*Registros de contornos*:

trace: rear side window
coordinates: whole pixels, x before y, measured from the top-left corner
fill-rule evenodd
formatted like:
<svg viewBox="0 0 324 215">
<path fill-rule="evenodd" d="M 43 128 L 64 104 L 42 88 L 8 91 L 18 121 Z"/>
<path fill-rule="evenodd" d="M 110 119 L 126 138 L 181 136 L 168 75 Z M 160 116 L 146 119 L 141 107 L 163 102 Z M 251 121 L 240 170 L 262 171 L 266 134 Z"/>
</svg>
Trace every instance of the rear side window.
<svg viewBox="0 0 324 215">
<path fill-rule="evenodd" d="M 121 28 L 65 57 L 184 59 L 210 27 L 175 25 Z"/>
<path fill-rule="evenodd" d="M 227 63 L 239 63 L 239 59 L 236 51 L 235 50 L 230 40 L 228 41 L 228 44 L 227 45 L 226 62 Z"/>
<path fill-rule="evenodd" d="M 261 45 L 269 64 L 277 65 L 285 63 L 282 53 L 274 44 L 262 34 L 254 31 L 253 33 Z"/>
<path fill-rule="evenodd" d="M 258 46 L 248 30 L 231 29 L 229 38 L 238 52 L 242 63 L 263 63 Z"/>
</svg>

*Instrucción*: Por favor, vuelve a escribir todos los registros cambiando "rear side window" por "front side window" y sin tocar nada más.

*Respuesta completa*:
trace: front side window
coordinates: whole pixels, x before y, measured from the top-left corner
fill-rule evenodd
formatted like:
<svg viewBox="0 0 324 215">
<path fill-rule="evenodd" d="M 43 128 L 64 104 L 42 88 L 8 91 L 18 121 Z"/>
<path fill-rule="evenodd" d="M 110 119 L 126 138 L 181 136 L 168 75 Z M 160 116 L 146 119 L 141 107 L 163 102 Z M 251 121 L 240 170 L 262 171 L 266 134 Z"/>
</svg>
Trace every instance of the front side window.
<svg viewBox="0 0 324 215">
<path fill-rule="evenodd" d="M 121 28 L 65 57 L 184 59 L 210 27 L 175 25 Z"/>
<path fill-rule="evenodd" d="M 227 63 L 239 63 L 239 59 L 236 51 L 235 50 L 230 40 L 228 41 L 228 44 L 227 45 L 226 62 Z"/>
<path fill-rule="evenodd" d="M 261 45 L 269 64 L 277 65 L 285 63 L 282 53 L 274 44 L 262 34 L 254 31 L 253 33 Z"/>
<path fill-rule="evenodd" d="M 258 46 L 248 30 L 231 29 L 229 38 L 238 52 L 242 63 L 263 63 Z"/>
</svg>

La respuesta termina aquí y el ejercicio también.